**INSTRUCTIONS TO FOLLOW**
Print each line of the listing once more, precisely as given.

RECORDS TO PROCESS section start

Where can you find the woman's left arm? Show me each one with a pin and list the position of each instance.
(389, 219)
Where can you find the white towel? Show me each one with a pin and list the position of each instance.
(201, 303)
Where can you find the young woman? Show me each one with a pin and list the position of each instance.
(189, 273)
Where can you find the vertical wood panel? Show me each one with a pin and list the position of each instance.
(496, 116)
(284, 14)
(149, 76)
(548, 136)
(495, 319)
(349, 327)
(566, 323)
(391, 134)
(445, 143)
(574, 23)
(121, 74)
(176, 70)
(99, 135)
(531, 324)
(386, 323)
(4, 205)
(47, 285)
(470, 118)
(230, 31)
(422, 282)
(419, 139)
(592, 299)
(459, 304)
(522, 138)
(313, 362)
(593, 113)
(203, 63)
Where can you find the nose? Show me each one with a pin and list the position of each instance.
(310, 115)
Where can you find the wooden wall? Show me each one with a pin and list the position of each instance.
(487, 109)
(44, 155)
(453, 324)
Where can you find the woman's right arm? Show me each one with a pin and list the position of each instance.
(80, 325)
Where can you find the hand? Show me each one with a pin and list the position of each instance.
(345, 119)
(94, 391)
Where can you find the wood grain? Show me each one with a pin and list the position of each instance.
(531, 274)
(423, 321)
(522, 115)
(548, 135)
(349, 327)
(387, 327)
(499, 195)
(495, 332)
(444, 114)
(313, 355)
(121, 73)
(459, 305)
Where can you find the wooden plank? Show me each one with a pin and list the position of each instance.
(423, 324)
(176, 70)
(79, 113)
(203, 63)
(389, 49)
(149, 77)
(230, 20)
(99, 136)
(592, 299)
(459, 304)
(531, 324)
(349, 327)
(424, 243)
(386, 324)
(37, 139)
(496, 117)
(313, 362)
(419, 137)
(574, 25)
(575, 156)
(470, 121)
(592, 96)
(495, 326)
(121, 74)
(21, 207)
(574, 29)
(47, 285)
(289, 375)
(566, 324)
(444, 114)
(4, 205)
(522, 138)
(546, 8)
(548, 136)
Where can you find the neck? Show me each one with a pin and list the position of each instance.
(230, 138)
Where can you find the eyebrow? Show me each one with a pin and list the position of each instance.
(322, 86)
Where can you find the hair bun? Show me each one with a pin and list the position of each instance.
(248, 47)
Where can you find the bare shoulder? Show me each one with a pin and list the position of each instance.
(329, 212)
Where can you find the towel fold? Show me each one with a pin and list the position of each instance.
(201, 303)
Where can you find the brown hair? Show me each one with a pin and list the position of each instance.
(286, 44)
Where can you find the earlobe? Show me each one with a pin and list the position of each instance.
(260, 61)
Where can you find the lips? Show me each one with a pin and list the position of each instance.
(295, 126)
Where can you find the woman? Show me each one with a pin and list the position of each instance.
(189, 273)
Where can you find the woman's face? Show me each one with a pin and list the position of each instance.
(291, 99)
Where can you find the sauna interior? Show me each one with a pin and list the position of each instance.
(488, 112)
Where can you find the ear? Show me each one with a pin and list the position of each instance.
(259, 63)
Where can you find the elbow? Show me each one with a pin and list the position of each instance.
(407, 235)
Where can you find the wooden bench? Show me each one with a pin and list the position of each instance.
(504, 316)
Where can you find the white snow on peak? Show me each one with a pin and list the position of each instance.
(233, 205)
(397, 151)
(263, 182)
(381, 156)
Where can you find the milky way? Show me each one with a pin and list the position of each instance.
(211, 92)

RECORDS TO PROCESS section end

**RESULT OF THE TASK**
Where can you find the woman's left arm? Show me each one with a pin and list the position of each instance.
(389, 219)
Where can you find the white towel? Show me each one with a pin and list the position of each instance.
(201, 303)
Where can you find the young woman? Show me each one with a pin and list the position of each instance.
(189, 273)
Where can you find the vertical wood panel? Show me each one with a pin and list the position of each instance.
(496, 116)
(284, 14)
(149, 76)
(548, 136)
(495, 319)
(349, 327)
(566, 323)
(391, 134)
(445, 143)
(574, 23)
(121, 74)
(176, 70)
(99, 135)
(531, 324)
(386, 323)
(4, 205)
(47, 285)
(470, 118)
(230, 31)
(422, 282)
(419, 139)
(592, 299)
(459, 304)
(522, 138)
(313, 362)
(593, 113)
(203, 63)
Where can you find the nose? Show me each one with a pin and list the position of each instance.
(310, 115)
Where can you find the wooden wall? Show me each one with a pin and list the position of each instance.
(487, 109)
(44, 155)
(453, 324)
Where can you find the woman's right arm? Show me each one with a pin and list the position of each instance.
(80, 325)
Where can you find the hand? Show me each one with a pin and list the position of each instance.
(345, 119)
(94, 391)
Where can you find the wood grain? Show me each one with a pin and list the position of each instance.
(531, 274)
(423, 321)
(522, 115)
(548, 135)
(349, 327)
(387, 327)
(499, 195)
(495, 332)
(444, 114)
(313, 355)
(121, 73)
(459, 305)
Where can you find the wooden plank? Show me each one with a pin and list the position of each instance.
(423, 324)
(176, 70)
(79, 113)
(203, 63)
(389, 49)
(149, 77)
(230, 20)
(99, 136)
(592, 299)
(459, 304)
(531, 324)
(349, 327)
(424, 243)
(386, 324)
(37, 139)
(496, 117)
(313, 362)
(419, 137)
(574, 25)
(575, 156)
(470, 121)
(592, 96)
(495, 326)
(121, 74)
(21, 207)
(574, 29)
(47, 285)
(289, 375)
(566, 324)
(444, 114)
(4, 205)
(522, 138)
(546, 8)
(548, 136)
Where can you find the neck? Show me each one with a pin and list the position of each instance.
(230, 138)
Where can you find the eyebrow? Show me each one with a pin and list the position of each instance.
(322, 86)
Where can you find the hair bun? Show me each one with a pin and list the position of each instance.
(248, 47)
Where can you find the bare shoulder? Show me each one with a pin and list the position of each instance.
(329, 212)
Where can you find the towel fold? Show me each one with a pin and list the position of each instance.
(201, 303)
Where can you find the brown hair? Show me each one with a pin and list the position of each instance.
(286, 44)
Where can you find the earlobe? Show me each one with a pin and list the position of each instance.
(260, 61)
Where can you find the lips? Show me each one with a pin and list the position of each instance.
(295, 126)
Where can you find the woman? Show me each one with a pin and list the position of each instance.
(189, 273)
Where can you find the woman's face? Show me each one with a pin and list the position of each instance.
(291, 99)
Where can you find the sauna interior? Show me each one with a pin and list the position of each instance.
(488, 112)
Where can you find the ear? Show me each one with a pin and list the position of each instance.
(259, 63)
Where can you find the elbow? Show me each one with a pin and list the position of each instance.
(407, 235)
Where can you find the wooden bench? Show me each one with a pin and list the position of each instance.
(504, 316)
Where can you find the white snow on peak? Show me each one with a pin and list the position of each instance.
(233, 205)
(397, 151)
(263, 182)
(381, 156)
Where can you find the milky way? Show me each one with a pin and list the position of each instance.
(211, 92)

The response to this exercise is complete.